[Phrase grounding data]
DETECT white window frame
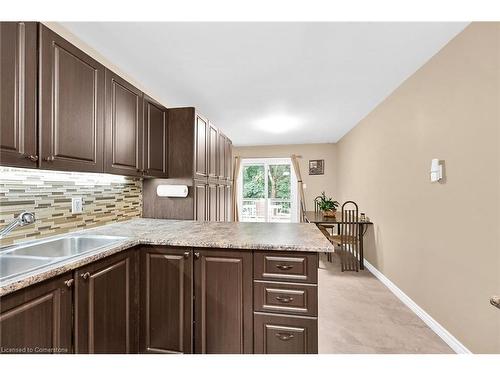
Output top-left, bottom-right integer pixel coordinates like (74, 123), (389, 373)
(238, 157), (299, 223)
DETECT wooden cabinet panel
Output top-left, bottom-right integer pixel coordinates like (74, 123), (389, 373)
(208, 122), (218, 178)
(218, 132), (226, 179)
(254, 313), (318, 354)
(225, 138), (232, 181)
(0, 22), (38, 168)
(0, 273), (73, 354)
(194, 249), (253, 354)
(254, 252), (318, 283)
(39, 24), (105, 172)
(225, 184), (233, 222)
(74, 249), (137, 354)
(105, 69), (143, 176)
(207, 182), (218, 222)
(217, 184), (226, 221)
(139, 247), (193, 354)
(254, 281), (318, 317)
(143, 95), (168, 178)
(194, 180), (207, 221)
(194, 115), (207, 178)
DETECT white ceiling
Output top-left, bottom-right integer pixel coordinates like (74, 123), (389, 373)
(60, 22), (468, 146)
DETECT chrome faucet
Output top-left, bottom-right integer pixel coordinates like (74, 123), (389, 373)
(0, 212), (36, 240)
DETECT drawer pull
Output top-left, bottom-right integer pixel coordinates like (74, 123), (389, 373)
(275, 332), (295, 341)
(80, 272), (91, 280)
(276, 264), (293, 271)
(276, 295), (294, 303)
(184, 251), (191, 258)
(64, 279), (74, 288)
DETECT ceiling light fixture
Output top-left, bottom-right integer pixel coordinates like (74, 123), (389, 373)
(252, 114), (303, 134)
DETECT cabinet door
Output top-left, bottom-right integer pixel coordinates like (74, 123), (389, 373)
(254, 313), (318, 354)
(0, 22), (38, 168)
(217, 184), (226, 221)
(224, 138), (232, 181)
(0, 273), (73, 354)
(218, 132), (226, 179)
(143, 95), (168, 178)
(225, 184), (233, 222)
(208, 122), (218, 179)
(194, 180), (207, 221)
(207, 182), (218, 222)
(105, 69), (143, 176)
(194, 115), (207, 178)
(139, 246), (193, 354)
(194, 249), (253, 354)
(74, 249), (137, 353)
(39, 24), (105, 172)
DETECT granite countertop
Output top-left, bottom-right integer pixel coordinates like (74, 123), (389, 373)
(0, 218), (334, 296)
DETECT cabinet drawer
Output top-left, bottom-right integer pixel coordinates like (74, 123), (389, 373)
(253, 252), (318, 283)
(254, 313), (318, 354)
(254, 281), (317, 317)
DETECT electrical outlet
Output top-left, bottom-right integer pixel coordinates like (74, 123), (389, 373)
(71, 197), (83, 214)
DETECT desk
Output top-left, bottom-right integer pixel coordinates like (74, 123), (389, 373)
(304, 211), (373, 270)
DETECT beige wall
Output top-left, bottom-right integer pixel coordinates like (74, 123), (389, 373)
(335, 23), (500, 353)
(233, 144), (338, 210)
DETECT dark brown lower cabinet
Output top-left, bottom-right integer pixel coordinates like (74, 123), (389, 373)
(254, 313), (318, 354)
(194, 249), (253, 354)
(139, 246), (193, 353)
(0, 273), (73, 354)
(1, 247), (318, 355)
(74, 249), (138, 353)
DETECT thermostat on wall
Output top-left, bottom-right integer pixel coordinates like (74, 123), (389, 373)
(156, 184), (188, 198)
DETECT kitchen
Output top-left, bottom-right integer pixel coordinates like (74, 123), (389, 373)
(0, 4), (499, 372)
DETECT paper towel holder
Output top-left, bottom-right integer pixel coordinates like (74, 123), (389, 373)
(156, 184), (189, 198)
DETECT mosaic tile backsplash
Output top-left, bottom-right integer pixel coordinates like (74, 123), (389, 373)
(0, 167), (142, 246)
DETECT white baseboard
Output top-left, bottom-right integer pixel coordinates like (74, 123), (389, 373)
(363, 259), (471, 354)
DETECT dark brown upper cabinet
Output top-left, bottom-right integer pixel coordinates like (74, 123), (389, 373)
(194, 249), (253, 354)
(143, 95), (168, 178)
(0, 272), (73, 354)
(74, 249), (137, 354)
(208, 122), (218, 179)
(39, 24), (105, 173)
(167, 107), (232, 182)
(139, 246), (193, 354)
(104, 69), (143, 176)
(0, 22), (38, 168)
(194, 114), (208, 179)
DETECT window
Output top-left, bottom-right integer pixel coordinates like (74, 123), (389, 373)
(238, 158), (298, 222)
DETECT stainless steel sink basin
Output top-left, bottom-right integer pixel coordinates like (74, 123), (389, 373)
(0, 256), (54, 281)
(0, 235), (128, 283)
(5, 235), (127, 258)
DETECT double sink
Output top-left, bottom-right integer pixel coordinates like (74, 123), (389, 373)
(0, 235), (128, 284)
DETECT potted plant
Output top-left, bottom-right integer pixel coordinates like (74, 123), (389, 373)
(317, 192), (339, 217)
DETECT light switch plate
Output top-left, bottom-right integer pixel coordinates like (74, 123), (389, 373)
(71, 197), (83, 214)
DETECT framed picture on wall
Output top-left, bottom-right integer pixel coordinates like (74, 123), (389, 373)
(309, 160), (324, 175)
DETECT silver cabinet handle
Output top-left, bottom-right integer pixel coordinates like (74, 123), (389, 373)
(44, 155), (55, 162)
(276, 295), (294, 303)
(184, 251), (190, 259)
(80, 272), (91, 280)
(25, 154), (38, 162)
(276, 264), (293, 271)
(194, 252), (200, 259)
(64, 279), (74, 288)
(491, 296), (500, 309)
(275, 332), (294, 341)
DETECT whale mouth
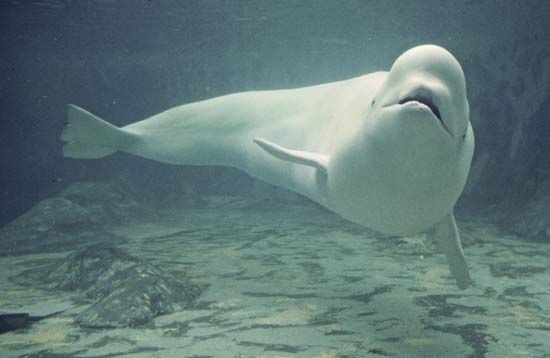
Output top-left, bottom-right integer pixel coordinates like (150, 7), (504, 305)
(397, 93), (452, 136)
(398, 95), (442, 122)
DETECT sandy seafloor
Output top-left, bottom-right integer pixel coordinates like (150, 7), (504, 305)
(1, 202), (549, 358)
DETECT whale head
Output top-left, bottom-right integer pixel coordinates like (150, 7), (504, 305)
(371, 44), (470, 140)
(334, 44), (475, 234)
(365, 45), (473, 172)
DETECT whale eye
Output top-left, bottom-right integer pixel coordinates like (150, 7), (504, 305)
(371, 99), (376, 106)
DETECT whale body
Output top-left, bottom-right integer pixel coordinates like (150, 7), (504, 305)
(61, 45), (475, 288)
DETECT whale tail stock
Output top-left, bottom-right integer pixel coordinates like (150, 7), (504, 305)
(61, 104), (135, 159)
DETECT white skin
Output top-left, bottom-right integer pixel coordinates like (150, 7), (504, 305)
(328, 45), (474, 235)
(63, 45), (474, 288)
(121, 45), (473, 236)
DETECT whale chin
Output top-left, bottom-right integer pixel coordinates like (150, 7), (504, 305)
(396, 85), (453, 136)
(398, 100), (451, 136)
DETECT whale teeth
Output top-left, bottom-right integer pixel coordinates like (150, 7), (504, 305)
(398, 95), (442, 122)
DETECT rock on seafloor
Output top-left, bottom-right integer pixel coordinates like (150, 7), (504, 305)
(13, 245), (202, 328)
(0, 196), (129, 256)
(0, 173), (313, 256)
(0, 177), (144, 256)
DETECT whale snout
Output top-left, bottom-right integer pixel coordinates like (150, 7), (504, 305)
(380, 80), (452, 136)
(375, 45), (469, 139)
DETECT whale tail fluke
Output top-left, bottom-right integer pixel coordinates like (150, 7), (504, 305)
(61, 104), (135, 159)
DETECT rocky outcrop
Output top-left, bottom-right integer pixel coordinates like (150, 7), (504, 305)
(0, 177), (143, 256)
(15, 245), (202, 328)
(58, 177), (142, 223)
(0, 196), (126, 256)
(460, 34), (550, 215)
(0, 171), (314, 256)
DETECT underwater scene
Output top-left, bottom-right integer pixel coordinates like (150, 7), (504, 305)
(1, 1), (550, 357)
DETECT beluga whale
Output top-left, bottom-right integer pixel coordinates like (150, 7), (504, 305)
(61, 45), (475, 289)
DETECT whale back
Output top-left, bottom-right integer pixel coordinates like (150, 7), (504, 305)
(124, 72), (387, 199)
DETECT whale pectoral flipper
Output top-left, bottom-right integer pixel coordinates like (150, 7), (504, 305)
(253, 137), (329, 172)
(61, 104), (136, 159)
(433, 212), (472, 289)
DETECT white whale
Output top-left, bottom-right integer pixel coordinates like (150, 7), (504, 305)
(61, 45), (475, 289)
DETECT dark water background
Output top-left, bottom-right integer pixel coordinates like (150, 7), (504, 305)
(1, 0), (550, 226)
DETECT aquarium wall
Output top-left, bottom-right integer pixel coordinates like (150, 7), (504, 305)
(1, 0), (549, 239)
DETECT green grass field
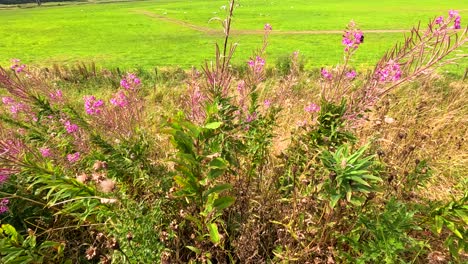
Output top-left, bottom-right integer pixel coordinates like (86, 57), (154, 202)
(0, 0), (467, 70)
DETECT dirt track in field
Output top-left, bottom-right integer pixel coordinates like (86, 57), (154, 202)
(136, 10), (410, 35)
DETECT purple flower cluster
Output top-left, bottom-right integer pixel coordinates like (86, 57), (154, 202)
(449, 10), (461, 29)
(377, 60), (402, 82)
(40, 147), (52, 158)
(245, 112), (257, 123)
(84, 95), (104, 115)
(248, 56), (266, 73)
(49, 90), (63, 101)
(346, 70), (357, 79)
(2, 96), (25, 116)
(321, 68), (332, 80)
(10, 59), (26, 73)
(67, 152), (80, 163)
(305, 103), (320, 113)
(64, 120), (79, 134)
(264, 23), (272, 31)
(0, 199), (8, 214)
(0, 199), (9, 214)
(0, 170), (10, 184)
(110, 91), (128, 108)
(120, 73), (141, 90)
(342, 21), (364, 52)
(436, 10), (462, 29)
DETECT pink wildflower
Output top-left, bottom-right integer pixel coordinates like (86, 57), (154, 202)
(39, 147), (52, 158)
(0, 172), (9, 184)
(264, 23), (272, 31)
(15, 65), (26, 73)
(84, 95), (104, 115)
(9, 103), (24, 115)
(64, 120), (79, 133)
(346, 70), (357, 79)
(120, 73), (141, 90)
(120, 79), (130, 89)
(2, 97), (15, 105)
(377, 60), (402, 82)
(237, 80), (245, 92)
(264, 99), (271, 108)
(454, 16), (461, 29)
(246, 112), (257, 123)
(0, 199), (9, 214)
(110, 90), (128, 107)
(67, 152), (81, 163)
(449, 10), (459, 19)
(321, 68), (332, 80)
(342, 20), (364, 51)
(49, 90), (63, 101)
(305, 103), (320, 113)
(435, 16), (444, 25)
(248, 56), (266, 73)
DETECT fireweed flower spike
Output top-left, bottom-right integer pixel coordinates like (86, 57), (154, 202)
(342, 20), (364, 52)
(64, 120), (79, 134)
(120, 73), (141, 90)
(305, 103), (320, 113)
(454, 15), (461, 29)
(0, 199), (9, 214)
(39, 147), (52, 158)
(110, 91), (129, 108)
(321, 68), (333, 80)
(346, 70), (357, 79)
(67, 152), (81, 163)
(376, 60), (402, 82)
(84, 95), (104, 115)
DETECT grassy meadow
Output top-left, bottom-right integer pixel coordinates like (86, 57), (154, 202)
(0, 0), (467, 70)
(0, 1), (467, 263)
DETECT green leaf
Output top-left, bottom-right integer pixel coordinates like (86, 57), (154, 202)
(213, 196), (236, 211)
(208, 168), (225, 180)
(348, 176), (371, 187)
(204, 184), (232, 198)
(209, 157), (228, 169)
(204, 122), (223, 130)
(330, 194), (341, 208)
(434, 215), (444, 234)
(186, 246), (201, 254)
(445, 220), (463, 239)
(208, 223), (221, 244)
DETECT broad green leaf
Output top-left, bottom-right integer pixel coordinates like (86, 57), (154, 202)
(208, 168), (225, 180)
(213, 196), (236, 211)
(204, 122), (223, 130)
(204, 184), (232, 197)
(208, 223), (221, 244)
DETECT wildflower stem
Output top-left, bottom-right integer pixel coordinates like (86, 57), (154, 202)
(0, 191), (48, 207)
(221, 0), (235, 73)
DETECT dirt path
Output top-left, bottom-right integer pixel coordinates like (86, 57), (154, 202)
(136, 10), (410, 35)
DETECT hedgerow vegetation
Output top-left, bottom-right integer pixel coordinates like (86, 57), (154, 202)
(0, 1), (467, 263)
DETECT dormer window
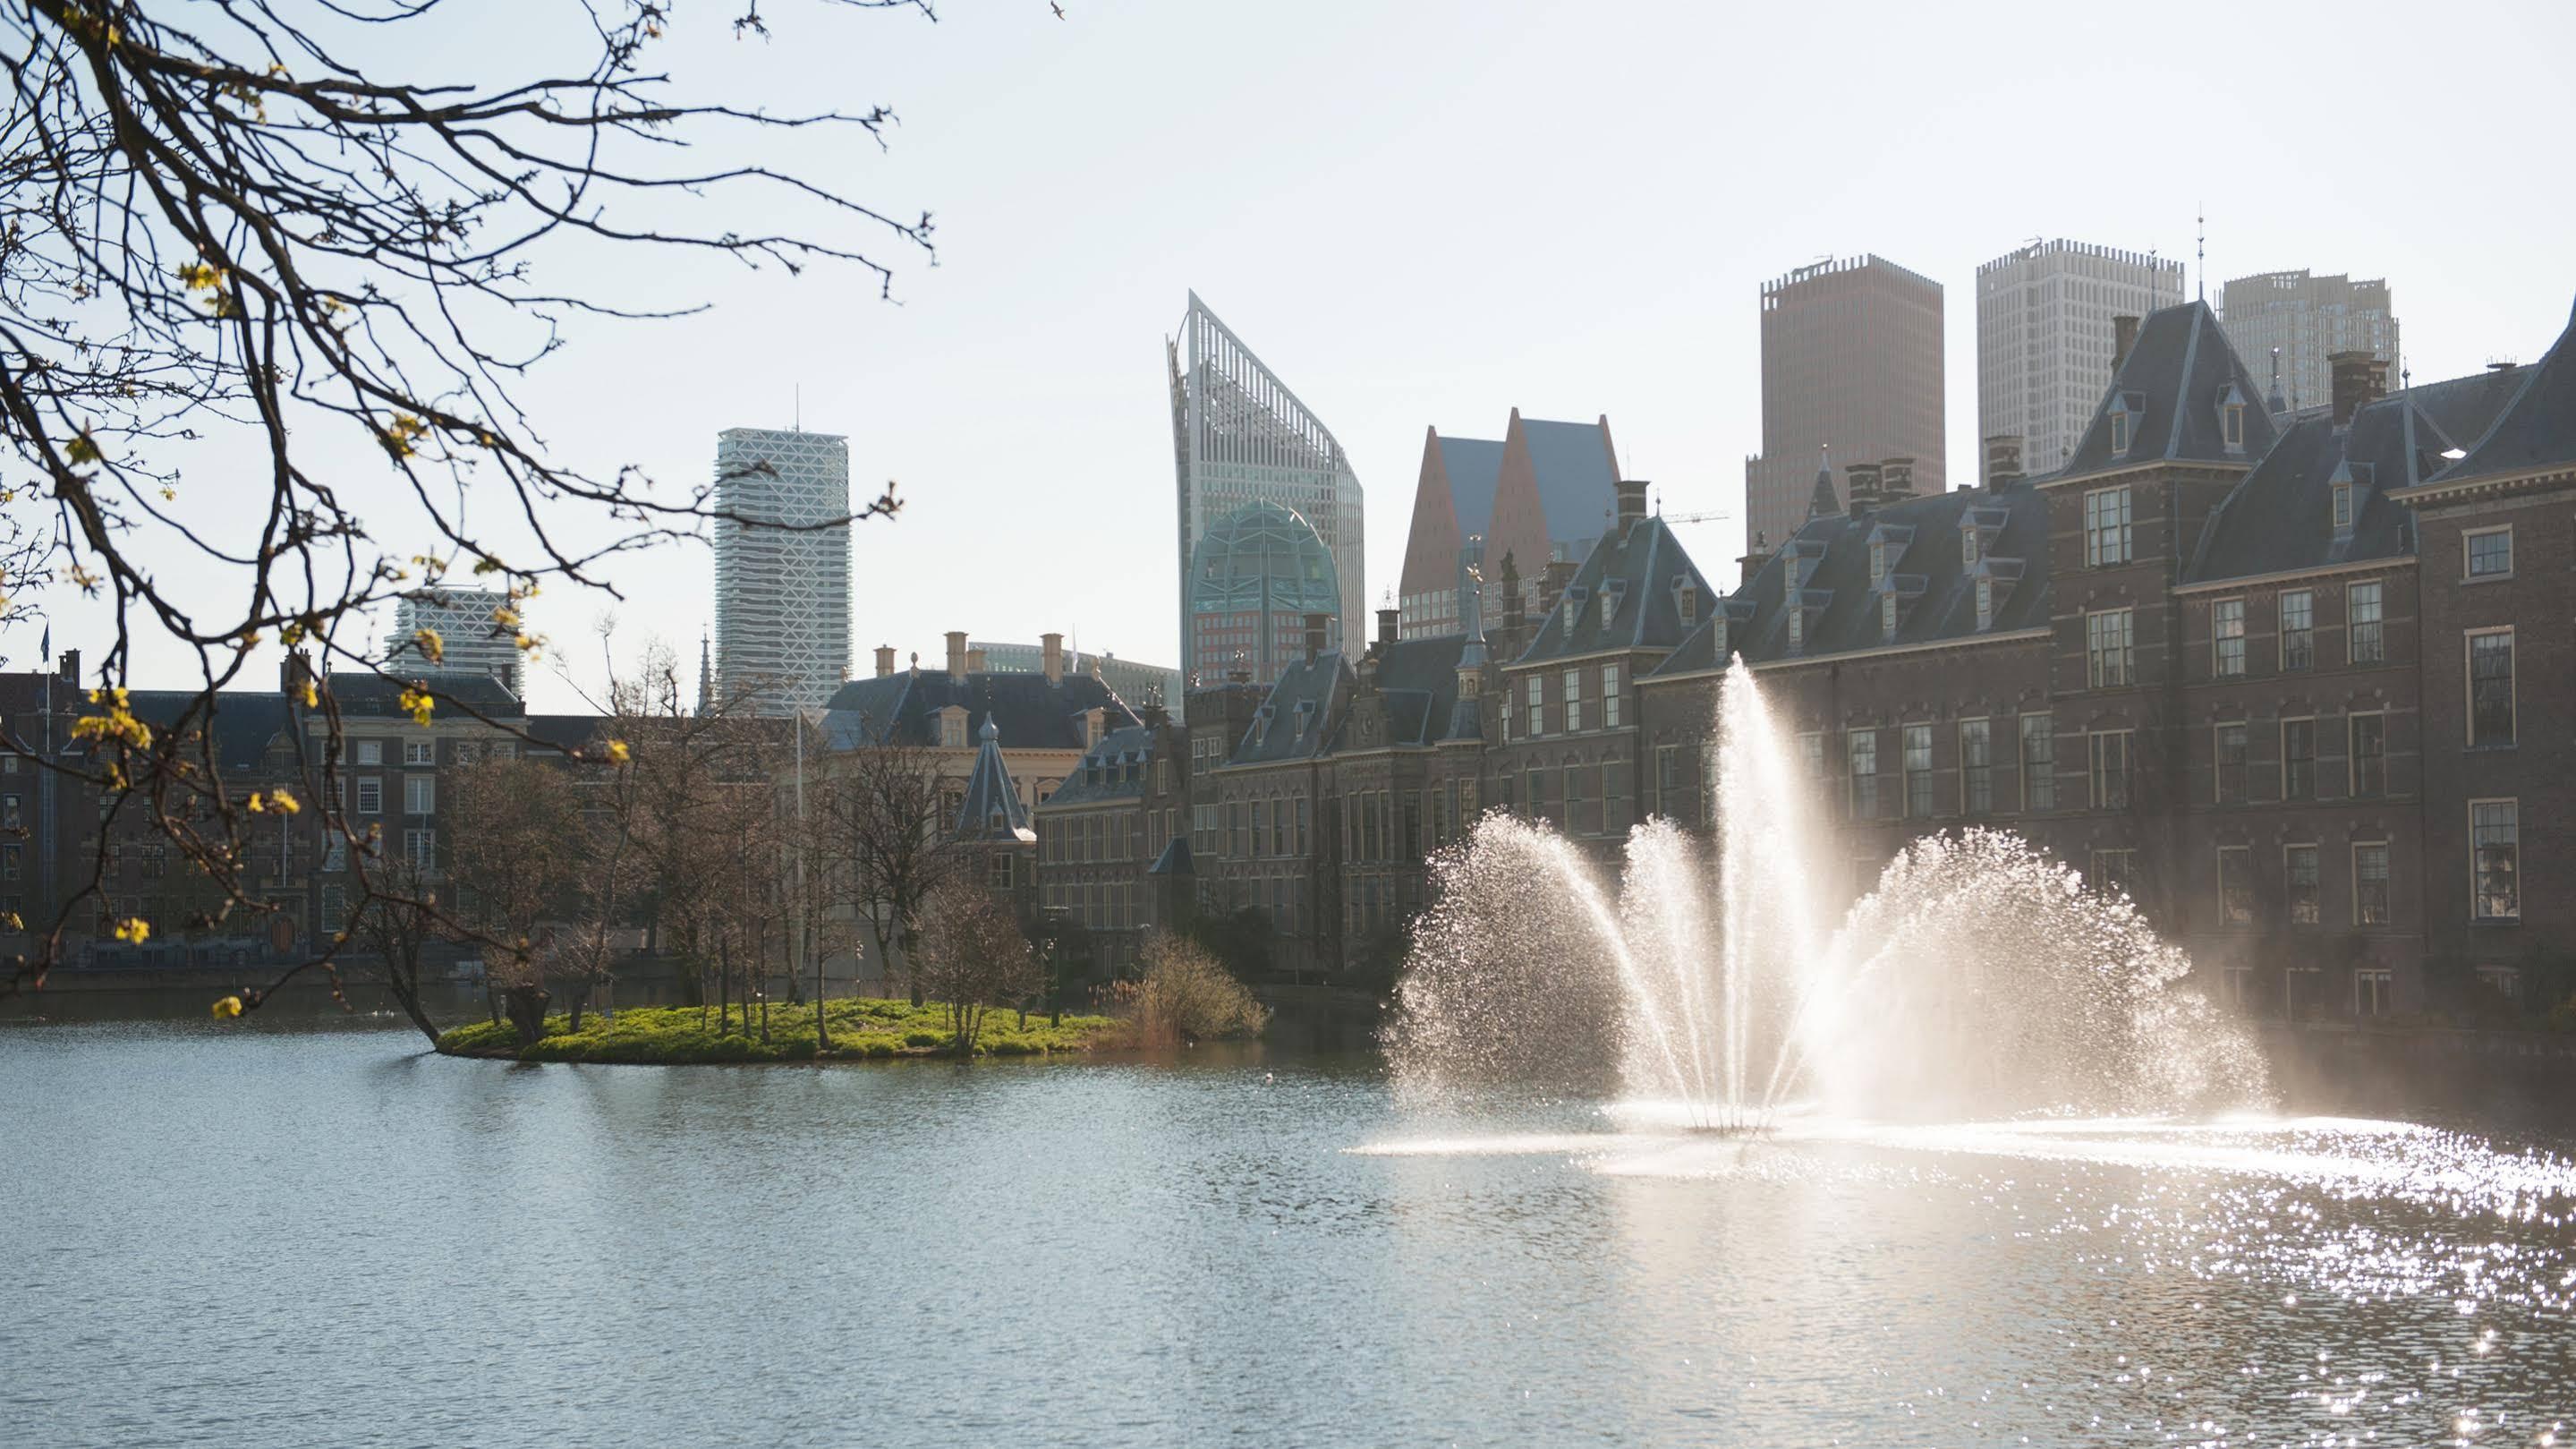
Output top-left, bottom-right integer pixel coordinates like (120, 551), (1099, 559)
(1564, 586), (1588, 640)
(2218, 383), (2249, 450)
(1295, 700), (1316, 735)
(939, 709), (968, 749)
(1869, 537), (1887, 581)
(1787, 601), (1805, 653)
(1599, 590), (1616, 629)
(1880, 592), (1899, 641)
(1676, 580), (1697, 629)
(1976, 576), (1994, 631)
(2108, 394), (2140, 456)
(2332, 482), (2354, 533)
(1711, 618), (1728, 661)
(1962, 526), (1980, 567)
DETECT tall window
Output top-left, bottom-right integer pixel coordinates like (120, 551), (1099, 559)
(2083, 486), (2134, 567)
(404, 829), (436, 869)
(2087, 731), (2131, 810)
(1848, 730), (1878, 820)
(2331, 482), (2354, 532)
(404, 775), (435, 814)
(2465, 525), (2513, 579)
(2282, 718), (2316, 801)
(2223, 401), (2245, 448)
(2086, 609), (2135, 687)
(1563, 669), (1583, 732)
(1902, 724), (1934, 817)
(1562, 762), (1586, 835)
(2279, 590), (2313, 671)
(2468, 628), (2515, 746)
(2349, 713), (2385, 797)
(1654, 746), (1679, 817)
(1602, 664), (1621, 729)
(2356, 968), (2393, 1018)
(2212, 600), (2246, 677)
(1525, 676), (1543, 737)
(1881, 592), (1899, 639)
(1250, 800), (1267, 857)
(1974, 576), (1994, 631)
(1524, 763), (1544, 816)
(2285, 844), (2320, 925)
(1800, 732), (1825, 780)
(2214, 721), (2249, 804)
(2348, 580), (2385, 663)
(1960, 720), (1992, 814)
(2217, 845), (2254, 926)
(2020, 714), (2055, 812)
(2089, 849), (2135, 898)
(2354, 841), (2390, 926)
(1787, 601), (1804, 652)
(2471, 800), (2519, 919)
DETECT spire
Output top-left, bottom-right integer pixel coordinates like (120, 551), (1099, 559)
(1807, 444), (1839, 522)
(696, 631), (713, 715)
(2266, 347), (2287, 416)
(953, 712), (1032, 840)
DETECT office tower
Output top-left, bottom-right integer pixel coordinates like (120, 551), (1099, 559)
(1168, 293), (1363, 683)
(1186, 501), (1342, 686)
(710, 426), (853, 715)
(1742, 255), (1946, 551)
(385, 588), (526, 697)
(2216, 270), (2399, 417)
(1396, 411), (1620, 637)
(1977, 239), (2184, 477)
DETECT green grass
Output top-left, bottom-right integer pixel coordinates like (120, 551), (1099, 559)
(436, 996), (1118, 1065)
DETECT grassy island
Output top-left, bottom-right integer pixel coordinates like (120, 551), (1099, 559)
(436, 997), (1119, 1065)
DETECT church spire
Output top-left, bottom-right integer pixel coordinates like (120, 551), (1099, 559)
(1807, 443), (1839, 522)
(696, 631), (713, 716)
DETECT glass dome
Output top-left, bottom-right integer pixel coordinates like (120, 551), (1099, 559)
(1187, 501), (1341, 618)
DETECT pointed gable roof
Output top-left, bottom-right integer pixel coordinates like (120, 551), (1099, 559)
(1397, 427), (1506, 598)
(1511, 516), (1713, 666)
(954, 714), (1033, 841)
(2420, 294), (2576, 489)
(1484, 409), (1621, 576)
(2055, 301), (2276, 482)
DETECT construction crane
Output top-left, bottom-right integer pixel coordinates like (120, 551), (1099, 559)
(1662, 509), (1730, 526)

## TASK GOAL
Scan the records above for the lines holding "DETECT whale body" and "DETECT white skin". Transcribe those two and every line between them word for word, and no others.

## FINISHED EXERCISE
DETECT whale body
Output top-left, bottom-right integer pixel coordinates like (150, 7), (504, 305)
(61, 45), (475, 288)
DETECT whale tail stock
Output top-left, bottom-right integer pixel coordinates like (150, 7), (504, 305)
(61, 104), (135, 159)
DETECT white skin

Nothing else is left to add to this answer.